— Begin Extracted text —

Oddly enough, for a film set in the martial arts world, there isn’t a ton of fighting in it.  Actually, I should append that.  There is a decent amount, but it takes a while to get to any of it, and, to be perfectly honest, you can tell that Hark was still very much an enthusiastic novice (as an analogy, you almost need to ask yourself whether you’re interested in seeing Salvador Dali’s artwork from when he was four years old; personally, I would leap at the chance).  For as many interesting shots/visuals we get there are just as many, if not more, that are so undisciplined in angle and movement, you almost can’t tell what’s going on, and the editing is as choppy as a prep cook.  Nevertheless, it’s this sense of experimentation that turned Hark into the filmmaker he would become in a very short span of time.  Additionally, the director seems to rein it in a sizable amount as the film rounds third base while ramping up the more fantastical components, and this is when the movie became most satisfying for me.  Yes, you have to work with the film (arguably against it) to make heads or tails of it at the outset, but both the journey and its destination are worth it.

MVT:  The mystery facet keeps the film together and even gels with the rest as it moves along.

Make or Break:  If you can’t make it through the film’s first ten minutes, it won’t be for you.  I loved the challenge of it (as a Western viewer) and where it led.

— End Extracted text —
— Begin Dataset excerpts —

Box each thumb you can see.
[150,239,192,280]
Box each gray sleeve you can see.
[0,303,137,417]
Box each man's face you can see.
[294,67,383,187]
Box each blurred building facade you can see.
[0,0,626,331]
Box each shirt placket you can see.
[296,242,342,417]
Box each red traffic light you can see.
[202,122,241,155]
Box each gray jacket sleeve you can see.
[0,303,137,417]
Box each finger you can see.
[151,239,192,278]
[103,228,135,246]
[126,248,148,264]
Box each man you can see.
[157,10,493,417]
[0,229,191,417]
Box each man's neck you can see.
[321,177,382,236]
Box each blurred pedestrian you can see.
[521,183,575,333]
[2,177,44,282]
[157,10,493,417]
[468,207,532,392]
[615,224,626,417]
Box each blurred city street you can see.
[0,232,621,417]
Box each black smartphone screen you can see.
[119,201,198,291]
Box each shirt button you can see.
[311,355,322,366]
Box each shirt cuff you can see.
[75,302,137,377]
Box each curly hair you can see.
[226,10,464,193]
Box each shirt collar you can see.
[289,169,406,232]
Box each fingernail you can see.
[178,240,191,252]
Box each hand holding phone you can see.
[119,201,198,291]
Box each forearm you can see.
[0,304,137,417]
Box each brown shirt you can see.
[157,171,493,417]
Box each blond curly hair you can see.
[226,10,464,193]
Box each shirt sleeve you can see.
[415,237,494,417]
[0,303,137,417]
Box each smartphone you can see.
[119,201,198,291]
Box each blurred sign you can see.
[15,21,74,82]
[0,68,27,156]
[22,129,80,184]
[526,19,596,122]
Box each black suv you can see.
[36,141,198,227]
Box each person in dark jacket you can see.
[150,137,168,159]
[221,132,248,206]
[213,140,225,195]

— End Dataset excerpts —

Repeat the part of the film review that begins with the words "Make or Break:  If" and stops after "where it led.", copying it word for word.

• **Result below**
Make or Break:  If you can’t make it through the film’s first ten minutes, it won’t be for you.  I loved the challenge of it (as a Western viewer) and where it led.